Friday, January 13, 2017

My Grandmother Asked Me to Tell You She’s Sorry: A Book Review

by Taylor Patskanick

This poignant story by Fredrik Backman often defies reality in the pursuit of celebrating the diversity of human experiences.

Elsa, an extraordinary seven-year-old, is something of an outsider among her peers; and Granny, an eccentric 77-year-old, is her best friend and superhero.

Granny tells Elsa nightly bedtime fairytales about the Land of Almost-Awake and its legendary six kingdoms in a wardrobe that seems to grow with Elsa inside of Granny’s apartment. But when Granny loses her battle with cancer, Elsa is tasked with the adventure of a lifetime to deliver apology letters from Granny to others from throughout her life. 

Gradually, Elsa meets many new friends in her apartment building with characteristics and histories that mirror the stories she has heard from the Land of Almost-Awake. 

Meet Alf, a cantankerous cab driver; Britt-Marie, the fussy leader of the “leaseholder’s association;” the Monster, a soft-hearted germaphobe; and a wurse, a bizarre creature that loves chocolate. 

Those are just a few of the acquaintances Elsa befriends. Not only do these new friends help Elsa fill the hollowness of Granny’s death, but they become important allies when their apartment building is threatened by an enemy likened to a fearsome dragon in the Land of Almost-Awake.

Backman’s words are whimsical and charismatic, highlighting the complexity of our greatest social concerns today - bullying, domestic violence, feminism, mental illness, grief, loss and more. 

The intersection of Granny’s past and Elsa’s present through the fairytales will captivate and enchant you - reminding us of the need for empathy in understanding others' experiences of others, while showing the limitless power of the grandmother-grandchild relationship.

Backman’s quirky writing style might take some adjusting too, but I enjoyed experiencing life through the eyes of a 7- going on 8-year-old, though the fairytales are also meant for adults. 

As we grow up and life becomes complicated, we think we have to let go of our heroes from childhood stories. Backman pushes back against these ideas, proposing that perhaps life does not have to be this way. 

Elsa and Granny’s story is one example of how generations connect through stories.

Let’s continue the conversation:

How has intergenerational storytelling influenced your life or your family?

Taylor is an MSW/MPH candidate at the George Warren Brown School of Social Work at Washington University in St. Louis. She is also a Master’s Research Fellow in Aging with the Friedman Center for Aging at Washington University’s Institute for Public Health.


Anonymous said...

A very nice review of the book. Now, I am going to pick up a copy. Everytime I go to the bookstore, I have picked it up and put it down. But Taylor's review has sold me.

____

__What you need to do__
• a. Copy the part of the book review that opens with the words containing "Taylor is an" and closes with "has sold me.".
• b. In the book review, how old is Granny?
The listing that comes next is separate material and is not part of the book review.

____

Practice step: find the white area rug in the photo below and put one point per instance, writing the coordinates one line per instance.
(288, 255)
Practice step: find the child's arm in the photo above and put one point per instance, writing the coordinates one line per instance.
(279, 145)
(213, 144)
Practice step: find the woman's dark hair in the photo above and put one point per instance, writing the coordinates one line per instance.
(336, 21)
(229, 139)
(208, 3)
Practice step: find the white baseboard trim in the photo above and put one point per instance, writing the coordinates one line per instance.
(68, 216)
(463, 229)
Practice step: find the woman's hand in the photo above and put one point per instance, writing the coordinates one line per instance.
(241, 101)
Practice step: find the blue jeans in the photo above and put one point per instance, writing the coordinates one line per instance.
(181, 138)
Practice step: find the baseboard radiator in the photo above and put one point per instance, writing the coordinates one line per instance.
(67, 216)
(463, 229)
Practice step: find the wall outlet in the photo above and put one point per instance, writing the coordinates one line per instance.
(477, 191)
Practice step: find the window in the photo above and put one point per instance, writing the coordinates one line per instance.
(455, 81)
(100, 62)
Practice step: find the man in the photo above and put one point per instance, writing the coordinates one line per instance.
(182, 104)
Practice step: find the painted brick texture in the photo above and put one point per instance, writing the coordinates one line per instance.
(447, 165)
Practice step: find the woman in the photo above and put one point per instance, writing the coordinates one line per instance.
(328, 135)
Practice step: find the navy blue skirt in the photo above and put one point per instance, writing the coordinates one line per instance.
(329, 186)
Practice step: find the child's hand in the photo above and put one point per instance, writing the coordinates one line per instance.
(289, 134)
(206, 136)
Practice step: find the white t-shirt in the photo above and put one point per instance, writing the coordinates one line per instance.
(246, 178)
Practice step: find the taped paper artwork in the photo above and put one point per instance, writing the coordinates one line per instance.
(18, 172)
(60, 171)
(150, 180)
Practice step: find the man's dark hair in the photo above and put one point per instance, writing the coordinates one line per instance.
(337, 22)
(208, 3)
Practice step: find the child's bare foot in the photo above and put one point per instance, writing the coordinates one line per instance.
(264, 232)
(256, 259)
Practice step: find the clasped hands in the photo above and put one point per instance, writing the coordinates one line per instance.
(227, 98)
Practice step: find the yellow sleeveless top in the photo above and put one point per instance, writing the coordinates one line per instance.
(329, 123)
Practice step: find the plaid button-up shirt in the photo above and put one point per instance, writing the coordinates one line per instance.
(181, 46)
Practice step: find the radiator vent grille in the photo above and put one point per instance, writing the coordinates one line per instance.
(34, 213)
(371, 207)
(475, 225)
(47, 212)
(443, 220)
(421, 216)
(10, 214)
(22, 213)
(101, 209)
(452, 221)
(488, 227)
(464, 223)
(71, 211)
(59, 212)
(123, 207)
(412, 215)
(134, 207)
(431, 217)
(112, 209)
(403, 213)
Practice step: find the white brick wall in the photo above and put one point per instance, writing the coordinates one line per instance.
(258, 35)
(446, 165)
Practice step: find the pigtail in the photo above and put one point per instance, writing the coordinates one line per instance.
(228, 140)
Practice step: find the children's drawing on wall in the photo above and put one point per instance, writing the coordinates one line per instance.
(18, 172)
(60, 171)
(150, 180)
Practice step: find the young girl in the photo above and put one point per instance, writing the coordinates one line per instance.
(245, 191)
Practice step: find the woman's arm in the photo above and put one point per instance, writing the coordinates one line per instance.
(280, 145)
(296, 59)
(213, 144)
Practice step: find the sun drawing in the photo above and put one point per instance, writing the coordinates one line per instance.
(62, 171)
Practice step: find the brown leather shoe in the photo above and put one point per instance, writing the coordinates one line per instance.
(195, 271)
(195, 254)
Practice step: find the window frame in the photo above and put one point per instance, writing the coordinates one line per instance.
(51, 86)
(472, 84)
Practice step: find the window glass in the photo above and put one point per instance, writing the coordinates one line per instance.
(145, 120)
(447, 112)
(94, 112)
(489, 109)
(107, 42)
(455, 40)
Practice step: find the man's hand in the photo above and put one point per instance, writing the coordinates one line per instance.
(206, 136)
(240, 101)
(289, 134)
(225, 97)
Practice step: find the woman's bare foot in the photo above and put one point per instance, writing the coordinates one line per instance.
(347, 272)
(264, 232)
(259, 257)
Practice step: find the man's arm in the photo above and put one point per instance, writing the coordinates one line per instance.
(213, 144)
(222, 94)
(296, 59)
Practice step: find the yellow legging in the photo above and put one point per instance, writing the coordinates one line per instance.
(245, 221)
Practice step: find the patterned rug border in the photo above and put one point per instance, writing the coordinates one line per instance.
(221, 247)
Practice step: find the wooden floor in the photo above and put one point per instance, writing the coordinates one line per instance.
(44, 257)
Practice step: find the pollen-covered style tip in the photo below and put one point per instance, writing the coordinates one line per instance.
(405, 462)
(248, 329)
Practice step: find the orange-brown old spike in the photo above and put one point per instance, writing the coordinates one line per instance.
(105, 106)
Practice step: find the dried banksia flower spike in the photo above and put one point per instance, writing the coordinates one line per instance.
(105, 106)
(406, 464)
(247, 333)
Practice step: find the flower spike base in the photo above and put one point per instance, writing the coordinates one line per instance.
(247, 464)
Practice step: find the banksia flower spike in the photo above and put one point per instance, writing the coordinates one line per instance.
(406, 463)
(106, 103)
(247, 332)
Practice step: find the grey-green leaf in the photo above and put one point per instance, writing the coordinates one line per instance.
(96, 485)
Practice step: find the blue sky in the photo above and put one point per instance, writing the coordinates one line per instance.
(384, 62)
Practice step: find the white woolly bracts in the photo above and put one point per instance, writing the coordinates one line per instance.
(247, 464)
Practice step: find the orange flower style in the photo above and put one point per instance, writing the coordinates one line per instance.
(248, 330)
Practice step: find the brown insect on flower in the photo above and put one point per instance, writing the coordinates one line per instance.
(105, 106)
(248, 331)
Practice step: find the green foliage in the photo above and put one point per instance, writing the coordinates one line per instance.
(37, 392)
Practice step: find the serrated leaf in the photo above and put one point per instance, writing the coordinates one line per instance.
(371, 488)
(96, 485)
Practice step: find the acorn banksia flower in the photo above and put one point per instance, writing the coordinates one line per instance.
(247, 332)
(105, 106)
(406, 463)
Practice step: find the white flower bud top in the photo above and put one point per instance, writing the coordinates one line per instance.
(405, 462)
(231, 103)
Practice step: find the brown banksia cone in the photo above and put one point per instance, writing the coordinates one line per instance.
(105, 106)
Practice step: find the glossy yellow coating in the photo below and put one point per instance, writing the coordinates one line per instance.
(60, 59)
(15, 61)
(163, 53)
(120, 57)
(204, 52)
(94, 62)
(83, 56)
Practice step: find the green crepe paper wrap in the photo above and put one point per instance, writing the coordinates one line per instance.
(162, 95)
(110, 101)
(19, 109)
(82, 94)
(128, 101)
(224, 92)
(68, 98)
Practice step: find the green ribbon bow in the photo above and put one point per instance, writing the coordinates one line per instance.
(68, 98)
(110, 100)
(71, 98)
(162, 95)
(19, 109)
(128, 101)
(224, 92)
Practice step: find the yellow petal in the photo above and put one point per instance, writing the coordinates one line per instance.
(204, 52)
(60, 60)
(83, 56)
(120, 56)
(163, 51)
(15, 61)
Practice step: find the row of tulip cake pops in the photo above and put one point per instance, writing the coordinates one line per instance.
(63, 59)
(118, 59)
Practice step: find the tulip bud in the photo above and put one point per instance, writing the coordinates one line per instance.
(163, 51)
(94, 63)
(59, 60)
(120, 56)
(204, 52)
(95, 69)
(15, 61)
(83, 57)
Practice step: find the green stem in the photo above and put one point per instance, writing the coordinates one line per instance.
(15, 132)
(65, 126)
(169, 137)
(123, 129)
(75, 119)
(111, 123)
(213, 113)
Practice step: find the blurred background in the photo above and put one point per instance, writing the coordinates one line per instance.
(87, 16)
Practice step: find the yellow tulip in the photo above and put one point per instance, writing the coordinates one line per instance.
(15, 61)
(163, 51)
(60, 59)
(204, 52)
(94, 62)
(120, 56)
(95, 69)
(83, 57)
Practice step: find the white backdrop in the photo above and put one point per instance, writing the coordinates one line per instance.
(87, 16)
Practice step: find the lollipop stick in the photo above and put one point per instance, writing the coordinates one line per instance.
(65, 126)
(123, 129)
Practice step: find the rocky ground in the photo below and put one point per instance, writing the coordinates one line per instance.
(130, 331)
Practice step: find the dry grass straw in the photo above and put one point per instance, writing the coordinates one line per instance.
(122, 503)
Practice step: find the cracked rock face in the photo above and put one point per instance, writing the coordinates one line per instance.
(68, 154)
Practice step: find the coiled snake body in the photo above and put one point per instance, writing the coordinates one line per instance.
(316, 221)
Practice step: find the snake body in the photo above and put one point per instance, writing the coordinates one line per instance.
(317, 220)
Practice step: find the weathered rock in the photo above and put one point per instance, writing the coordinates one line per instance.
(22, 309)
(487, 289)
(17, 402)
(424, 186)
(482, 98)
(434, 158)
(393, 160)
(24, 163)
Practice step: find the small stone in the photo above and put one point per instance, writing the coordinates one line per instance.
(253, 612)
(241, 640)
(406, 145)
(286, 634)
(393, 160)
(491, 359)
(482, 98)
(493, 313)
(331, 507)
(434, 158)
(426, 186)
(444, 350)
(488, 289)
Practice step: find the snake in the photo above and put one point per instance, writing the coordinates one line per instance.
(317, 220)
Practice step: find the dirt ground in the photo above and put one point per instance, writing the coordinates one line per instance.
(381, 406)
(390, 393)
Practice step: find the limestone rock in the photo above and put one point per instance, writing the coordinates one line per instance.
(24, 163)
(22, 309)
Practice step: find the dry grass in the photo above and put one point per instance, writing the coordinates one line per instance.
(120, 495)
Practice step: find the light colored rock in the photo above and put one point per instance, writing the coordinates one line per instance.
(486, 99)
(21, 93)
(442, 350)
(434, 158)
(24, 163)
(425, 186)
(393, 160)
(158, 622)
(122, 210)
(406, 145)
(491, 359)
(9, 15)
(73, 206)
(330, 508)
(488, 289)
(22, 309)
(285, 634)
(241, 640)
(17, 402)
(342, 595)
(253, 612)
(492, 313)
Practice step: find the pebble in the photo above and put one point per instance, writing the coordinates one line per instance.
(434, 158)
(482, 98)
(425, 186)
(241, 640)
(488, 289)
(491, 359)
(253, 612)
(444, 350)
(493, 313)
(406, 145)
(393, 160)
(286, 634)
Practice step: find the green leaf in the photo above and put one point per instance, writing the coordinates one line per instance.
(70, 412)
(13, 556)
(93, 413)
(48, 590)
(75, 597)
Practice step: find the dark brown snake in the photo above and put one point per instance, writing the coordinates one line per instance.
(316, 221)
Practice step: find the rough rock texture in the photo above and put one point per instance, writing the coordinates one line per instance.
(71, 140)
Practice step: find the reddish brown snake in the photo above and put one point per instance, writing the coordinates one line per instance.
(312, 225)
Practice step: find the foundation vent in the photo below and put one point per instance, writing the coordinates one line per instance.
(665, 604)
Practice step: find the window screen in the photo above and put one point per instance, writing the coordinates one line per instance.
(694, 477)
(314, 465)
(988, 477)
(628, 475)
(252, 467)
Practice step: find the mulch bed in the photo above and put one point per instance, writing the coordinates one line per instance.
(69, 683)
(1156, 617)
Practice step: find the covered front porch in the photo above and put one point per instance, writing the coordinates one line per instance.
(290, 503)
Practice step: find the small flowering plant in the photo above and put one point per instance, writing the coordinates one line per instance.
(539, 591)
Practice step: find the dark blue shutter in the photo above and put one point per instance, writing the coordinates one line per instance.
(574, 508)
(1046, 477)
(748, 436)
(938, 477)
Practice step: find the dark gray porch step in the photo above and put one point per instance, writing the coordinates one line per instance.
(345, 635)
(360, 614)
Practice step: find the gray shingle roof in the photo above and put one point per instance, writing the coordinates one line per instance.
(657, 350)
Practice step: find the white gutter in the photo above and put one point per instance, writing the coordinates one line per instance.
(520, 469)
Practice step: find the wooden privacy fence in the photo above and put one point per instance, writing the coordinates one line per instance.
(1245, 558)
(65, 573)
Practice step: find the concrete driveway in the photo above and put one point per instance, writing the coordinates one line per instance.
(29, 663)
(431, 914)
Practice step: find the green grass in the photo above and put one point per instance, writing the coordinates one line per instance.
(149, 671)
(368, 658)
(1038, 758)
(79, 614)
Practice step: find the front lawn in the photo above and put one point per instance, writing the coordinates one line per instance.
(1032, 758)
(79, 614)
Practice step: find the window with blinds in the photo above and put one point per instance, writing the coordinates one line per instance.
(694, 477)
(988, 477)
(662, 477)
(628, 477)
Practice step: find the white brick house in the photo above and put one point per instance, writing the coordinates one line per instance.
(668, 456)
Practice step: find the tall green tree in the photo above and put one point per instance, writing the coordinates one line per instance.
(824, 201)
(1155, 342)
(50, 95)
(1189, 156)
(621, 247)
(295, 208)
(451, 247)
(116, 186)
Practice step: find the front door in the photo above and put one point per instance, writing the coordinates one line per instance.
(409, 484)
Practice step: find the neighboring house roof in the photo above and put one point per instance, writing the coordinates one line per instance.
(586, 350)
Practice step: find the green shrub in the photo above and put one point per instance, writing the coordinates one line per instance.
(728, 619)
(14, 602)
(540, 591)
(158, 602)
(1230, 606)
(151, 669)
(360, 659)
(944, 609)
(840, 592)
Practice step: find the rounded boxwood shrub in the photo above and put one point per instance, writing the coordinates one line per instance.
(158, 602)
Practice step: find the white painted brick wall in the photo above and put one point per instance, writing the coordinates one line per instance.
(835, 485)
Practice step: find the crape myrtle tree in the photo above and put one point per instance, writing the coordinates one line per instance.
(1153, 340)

____

__Results for each task__
• a.
Taylor is an MSW/MPH candidate at the George Warren Brown School of Social Work at Washington University in St. Louis. She is also a Master’s Research Fellow in Aging with the Friedman Center for Aging at Washington University’s Institute for Public Health.


Anonymous said...

A very nice review of the book. Now, I am going to pick up a copy. Everytime I go to the bookstore, I have picked it up and put it down. But Taylor's review has sold me.

• b. Granny is 77 years old.